WHAT THE TASK REQUIRES →
The string "parts" appears in some lines of the entries that follow; copy each such line.

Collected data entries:
Start of Block

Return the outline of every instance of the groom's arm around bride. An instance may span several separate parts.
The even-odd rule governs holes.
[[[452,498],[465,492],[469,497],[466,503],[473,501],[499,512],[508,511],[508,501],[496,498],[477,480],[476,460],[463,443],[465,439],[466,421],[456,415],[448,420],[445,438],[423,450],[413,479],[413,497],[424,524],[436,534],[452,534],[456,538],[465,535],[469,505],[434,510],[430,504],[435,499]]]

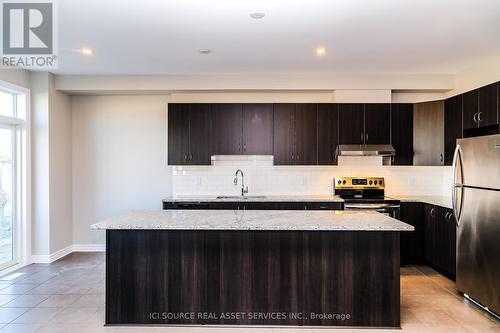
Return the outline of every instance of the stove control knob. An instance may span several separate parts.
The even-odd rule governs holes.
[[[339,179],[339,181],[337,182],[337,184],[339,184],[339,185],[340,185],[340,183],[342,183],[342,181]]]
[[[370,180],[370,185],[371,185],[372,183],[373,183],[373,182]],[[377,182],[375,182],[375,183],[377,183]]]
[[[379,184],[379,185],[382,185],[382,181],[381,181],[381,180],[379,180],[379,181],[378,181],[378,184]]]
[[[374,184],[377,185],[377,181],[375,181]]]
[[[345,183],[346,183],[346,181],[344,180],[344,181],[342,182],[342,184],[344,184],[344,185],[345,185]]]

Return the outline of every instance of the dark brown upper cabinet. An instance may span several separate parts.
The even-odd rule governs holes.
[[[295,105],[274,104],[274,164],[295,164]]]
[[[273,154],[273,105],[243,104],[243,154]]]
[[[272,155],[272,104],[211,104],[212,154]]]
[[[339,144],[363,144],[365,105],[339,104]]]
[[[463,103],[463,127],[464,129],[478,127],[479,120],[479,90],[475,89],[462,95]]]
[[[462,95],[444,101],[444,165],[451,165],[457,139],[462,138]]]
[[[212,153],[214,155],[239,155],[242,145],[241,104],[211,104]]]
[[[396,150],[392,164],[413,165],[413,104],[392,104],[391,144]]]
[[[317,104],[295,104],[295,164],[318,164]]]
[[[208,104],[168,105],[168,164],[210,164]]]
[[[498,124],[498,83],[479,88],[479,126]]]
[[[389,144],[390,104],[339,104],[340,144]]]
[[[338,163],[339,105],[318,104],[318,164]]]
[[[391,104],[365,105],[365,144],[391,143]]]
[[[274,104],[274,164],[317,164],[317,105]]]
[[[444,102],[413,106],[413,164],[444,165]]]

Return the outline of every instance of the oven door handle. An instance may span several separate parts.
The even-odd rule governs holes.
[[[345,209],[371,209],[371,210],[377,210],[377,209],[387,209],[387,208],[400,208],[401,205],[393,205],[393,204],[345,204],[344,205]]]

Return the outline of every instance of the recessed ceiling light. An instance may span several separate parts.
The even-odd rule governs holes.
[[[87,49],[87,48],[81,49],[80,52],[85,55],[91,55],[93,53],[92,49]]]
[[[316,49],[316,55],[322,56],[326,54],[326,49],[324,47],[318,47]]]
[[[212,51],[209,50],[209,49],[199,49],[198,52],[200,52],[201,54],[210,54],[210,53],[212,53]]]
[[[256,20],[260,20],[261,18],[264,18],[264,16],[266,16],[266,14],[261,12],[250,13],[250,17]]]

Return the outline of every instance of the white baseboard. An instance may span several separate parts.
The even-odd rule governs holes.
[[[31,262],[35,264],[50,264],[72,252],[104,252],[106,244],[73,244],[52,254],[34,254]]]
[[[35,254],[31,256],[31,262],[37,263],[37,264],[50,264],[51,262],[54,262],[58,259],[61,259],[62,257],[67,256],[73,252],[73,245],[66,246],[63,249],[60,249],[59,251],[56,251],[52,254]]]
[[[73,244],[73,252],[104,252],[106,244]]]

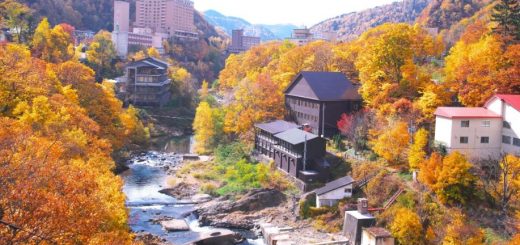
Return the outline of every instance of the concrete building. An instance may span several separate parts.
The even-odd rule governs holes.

End of Block

RESPONSE TO THE TASK →
Return the outline of every instance of the groom's arm around bride. An instance may span several separate parts.
Return the outline of every instance of the stove control knob. An instance may span several separate parts.
Return the outline of every instance of the dark brown upper cabinet. An instance may span several separate parts.
Return the outline of every instance of the oven door handle. An instance may span several separate parts.
Return the outline of every instance of the recessed ceiling light. An instance may span several separate parts.
Return the outline of every instance of the white baseboard. An instance may span several separate parts.
Return the outline of every instance of the concrete building. An instance may span several separate parts.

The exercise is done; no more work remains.